** Start **

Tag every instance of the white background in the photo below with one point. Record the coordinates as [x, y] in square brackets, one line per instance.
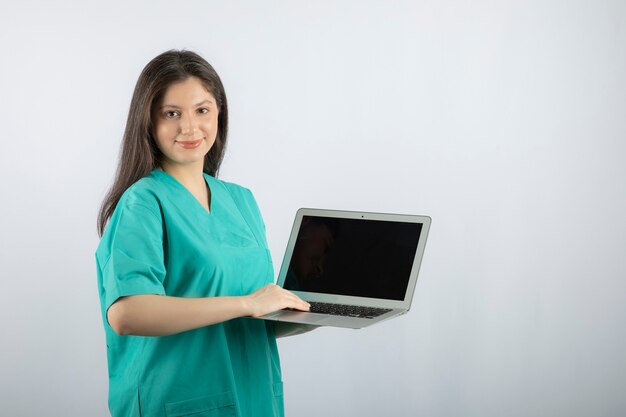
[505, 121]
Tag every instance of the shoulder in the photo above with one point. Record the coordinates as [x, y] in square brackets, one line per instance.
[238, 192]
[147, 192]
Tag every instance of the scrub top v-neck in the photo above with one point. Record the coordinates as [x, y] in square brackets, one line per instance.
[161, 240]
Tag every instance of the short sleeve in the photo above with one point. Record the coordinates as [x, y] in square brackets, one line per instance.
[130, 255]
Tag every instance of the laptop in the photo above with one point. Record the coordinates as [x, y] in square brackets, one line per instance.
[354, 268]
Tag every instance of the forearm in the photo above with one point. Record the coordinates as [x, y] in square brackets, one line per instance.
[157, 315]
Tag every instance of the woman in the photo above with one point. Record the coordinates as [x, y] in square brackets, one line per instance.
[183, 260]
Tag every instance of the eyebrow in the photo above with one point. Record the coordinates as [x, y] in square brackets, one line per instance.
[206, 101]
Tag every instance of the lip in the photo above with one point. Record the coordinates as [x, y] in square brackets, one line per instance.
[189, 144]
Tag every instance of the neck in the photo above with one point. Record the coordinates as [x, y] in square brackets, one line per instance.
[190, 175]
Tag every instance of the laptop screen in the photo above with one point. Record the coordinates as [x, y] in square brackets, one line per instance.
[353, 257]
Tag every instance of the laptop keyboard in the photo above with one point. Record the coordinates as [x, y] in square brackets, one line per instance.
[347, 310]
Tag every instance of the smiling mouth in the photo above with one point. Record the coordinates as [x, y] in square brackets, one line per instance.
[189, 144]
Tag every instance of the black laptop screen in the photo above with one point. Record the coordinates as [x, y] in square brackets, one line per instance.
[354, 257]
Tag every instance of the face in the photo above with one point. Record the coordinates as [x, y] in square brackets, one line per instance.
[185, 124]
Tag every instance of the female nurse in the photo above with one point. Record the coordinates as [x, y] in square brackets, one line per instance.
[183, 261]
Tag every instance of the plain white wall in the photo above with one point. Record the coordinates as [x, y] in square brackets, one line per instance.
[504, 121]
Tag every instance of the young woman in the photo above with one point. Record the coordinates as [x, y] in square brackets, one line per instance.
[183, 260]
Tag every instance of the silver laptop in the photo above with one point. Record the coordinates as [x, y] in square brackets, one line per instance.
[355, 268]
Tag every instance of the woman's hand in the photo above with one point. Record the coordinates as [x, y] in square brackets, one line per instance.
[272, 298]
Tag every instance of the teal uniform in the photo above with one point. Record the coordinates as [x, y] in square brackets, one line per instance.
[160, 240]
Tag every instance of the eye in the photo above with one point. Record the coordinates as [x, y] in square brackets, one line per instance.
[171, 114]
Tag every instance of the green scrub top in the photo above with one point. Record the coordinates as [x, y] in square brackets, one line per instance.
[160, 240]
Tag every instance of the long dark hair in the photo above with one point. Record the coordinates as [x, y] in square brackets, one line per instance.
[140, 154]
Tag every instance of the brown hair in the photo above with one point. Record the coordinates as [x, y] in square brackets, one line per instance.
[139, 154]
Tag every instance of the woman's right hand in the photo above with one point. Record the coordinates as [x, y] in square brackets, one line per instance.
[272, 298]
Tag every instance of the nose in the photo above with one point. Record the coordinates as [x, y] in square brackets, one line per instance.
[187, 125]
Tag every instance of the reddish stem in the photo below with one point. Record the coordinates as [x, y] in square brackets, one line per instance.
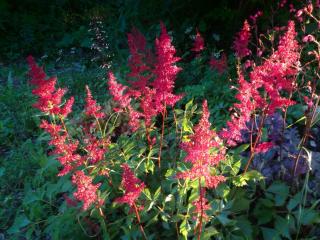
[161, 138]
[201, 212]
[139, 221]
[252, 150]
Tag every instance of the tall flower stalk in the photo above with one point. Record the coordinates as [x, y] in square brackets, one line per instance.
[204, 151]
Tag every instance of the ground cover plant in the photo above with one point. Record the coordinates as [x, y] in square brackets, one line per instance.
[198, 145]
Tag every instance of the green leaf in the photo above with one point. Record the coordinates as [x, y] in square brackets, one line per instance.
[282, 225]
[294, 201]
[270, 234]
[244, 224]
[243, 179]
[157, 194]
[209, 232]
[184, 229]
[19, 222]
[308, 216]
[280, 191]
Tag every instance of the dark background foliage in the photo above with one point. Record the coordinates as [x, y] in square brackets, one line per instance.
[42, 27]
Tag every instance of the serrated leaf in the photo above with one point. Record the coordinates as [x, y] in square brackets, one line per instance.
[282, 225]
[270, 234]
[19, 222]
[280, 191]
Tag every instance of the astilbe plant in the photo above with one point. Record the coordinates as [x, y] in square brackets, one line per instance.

** End **

* [EXERCISE BRIEF]
Reproduce the material word for word, starting at the line that contains "Tag every instance of the green leaf" and ending at the final line of the material, with both of those lines included.

* [PROBLEM SOLUTION]
Tag every instance of the green leaf in the photo above with one point. Record the coordinates as [x, y] in square brackets, one line per instance.
[282, 225]
[294, 201]
[270, 234]
[244, 224]
[243, 179]
[157, 194]
[209, 232]
[184, 229]
[19, 222]
[308, 216]
[280, 191]
Tag every instance of the dark background foliage in the photo above with one point. Record the coordinates as [x, y] in square brackets, one line per instance.
[42, 27]
Tag every instance of the serrated leaf in the photo above with one point. Record the coordinates as [x, y] in square brackets, one line per instance.
[282, 225]
[270, 234]
[19, 222]
[280, 191]
Tag every instance of the astilbe plant in the photo above with one point. Record the coordinates as [x, y] in square brackets, one line per instance.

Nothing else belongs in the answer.